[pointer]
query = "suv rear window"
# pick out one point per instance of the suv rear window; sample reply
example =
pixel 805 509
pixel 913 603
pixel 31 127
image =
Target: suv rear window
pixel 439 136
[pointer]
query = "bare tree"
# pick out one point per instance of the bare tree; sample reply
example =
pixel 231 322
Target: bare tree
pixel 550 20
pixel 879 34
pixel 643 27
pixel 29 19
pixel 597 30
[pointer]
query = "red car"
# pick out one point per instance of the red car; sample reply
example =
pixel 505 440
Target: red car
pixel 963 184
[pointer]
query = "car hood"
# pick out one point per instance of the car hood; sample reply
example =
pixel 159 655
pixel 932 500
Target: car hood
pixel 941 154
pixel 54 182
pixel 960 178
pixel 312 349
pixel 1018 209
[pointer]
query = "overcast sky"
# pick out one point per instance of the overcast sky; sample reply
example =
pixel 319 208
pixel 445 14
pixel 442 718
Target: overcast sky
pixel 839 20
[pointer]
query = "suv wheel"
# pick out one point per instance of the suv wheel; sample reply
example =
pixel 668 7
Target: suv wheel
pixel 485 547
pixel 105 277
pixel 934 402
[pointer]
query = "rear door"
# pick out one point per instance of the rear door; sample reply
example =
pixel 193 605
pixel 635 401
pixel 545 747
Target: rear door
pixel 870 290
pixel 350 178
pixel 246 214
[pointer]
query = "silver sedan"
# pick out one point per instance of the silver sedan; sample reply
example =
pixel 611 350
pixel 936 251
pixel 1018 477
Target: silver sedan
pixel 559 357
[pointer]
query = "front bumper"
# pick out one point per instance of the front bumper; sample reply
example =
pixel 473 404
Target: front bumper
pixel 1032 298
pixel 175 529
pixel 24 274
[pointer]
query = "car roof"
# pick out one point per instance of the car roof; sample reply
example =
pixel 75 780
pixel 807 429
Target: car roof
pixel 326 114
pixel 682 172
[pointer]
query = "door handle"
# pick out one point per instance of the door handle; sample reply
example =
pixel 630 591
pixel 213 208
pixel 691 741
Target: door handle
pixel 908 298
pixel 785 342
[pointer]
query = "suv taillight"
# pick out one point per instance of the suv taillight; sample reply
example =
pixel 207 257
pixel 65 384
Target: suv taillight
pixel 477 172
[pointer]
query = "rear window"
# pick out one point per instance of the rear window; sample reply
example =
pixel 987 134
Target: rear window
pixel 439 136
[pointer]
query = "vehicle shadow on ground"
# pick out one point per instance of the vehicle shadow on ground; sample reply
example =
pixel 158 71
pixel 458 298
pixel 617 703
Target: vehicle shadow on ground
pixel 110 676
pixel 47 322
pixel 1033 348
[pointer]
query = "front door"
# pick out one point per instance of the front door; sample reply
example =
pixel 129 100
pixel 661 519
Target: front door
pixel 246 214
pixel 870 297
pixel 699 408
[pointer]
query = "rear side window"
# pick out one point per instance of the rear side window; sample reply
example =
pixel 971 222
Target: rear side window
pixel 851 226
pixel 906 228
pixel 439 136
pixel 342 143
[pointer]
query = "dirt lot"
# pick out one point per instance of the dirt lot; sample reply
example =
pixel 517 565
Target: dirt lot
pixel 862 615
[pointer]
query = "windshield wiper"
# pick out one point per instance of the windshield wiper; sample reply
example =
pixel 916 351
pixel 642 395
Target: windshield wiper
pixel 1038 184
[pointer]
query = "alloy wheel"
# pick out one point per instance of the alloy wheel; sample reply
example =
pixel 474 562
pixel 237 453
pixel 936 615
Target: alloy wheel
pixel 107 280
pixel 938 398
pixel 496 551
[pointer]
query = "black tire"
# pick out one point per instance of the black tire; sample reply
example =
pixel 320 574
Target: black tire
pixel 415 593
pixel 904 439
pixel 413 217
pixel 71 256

════════

Problem statement: In this exercise, copy only the lines from the opening line of the material through the line where "pixel 75 780" appears.

Exercise solution:
[pointer]
query = "suv rear window"
# pick out one point per instance of the suv rear window; sample reply
example =
pixel 805 509
pixel 913 603
pixel 31 127
image =
Target: suv rear window
pixel 439 136
[pointer]
query = "bare tree"
# pick out one point per instance of the bare tree; sample reply
example =
pixel 231 322
Target: bare tree
pixel 550 20
pixel 879 34
pixel 643 27
pixel 29 19
pixel 597 30
[pointer]
query = "red car"
# pick out one point per instance of the red car; sample reply
example =
pixel 505 440
Target: red car
pixel 963 184
[pointer]
query = "car hood"
# pick out one point per instance of the car hood; sample reply
example =
pixel 159 655
pixel 932 500
Target: car hood
pixel 941 154
pixel 54 182
pixel 960 178
pixel 312 349
pixel 1018 209
[pointer]
query = "overcast sky"
# pick out one point per instance of the overcast sky; sample reply
example =
pixel 319 208
pixel 445 14
pixel 442 718
Target: overcast sky
pixel 839 20
[pointer]
query = "suv wheel"
# pick out one point per instance of the suv wheel; sample reply
example =
pixel 668 7
Target: suv wheel
pixel 485 547
pixel 105 277
pixel 934 402
[pointer]
query = "rear door"
# pick out one point per instance of the rear door; sample reply
example =
pixel 193 605
pixel 635 401
pixel 545 747
Target: rear door
pixel 870 290
pixel 350 178
pixel 246 214
[pointer]
query = "silver sedan"
# pick out one point per instance of the silver sedan; sample reply
example =
pixel 611 350
pixel 936 251
pixel 1018 477
Target: silver sedan
pixel 559 357
[pointer]
query = "front bumper"
# pick out one point per instance of the front bumper; sample reply
example =
pixel 473 404
Target: front bumper
pixel 1032 298
pixel 175 529
pixel 24 274
[pointer]
query = "car roof"
# pick out one point per instance of the car roof; sample reply
example =
pixel 75 780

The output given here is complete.